(Dataset entries)
────────────────────────────────────────

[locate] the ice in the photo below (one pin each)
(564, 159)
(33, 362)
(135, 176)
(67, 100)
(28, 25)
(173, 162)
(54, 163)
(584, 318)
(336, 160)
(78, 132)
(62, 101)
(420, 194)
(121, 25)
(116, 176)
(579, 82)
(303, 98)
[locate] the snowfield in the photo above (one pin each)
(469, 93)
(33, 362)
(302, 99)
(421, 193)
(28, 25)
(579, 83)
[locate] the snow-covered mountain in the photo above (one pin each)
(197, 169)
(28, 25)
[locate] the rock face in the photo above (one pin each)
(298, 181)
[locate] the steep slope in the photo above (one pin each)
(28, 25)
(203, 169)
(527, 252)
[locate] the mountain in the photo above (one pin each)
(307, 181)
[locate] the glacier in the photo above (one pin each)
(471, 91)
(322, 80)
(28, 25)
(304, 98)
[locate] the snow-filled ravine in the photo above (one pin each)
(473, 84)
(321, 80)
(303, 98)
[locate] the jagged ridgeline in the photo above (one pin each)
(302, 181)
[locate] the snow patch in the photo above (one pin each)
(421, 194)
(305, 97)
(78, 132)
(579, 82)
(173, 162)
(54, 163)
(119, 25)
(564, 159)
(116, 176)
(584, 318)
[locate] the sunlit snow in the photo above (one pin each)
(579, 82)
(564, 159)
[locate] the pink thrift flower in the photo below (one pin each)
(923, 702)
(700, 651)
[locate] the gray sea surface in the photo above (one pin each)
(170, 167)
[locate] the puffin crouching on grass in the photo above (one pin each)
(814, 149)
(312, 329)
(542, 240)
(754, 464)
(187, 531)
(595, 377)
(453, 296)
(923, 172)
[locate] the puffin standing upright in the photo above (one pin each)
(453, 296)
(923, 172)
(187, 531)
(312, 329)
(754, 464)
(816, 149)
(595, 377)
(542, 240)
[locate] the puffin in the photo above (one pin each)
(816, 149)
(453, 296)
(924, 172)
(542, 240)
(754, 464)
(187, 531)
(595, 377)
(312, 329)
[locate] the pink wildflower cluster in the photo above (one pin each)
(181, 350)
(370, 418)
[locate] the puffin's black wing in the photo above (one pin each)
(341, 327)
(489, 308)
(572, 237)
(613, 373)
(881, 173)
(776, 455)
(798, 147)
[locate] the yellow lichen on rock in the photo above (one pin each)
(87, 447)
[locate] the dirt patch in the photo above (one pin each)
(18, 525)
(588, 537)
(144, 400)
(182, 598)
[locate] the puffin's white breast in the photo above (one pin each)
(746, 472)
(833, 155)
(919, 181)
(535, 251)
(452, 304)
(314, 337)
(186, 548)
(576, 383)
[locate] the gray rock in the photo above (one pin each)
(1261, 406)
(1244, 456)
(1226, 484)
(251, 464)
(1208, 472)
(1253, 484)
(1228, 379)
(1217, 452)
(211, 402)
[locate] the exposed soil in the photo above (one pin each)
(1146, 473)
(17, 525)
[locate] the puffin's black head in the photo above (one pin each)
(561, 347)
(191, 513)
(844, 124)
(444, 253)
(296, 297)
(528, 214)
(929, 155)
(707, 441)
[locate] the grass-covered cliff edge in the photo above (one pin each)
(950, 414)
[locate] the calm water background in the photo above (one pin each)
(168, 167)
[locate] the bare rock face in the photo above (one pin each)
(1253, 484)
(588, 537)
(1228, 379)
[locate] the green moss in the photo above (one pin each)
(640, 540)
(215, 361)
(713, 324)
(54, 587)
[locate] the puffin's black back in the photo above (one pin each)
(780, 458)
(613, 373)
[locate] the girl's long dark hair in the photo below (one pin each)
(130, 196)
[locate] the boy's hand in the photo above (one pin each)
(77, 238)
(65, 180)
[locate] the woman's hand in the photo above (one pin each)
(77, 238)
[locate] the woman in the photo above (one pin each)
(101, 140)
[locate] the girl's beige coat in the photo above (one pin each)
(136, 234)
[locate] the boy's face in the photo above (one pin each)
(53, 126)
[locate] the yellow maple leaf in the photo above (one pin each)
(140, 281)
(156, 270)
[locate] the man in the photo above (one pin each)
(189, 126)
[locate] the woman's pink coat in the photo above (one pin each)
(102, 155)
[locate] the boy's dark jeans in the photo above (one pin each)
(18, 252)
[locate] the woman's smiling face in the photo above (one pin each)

────────────────────────────────────────

Your task:
Copy out the lines from the one containing "[locate] the boy's hand" through the end of the records, keeping the requests as they are, and add -94 to every coordinate in the answers.

Expected output:
[locate] the boy's hand in the photo above (one pin each)
(-17, 144)
(-29, 86)
[locate] the woman's hand in the photo above (one pin each)
(-17, 144)
[locate] the woman in the photo above (one pin each)
(7, 46)
[locate] the girl's beige coat in the photo above (one pin each)
(42, 140)
[locate] the boy's face in the photo above (one pin each)
(-41, 32)
[locate] the yellow maple leaf in the photo above (one pin each)
(46, 187)
(62, 176)
[locate] the man in the photo above (one pin each)
(95, 32)
[locate] the woman's pink coat in the photo above (one pin each)
(8, 61)
[locate] the boy's dark jeans in the photo above (one pin each)
(-76, 158)
[locate] the woman's smiling face in the photo above (one pin each)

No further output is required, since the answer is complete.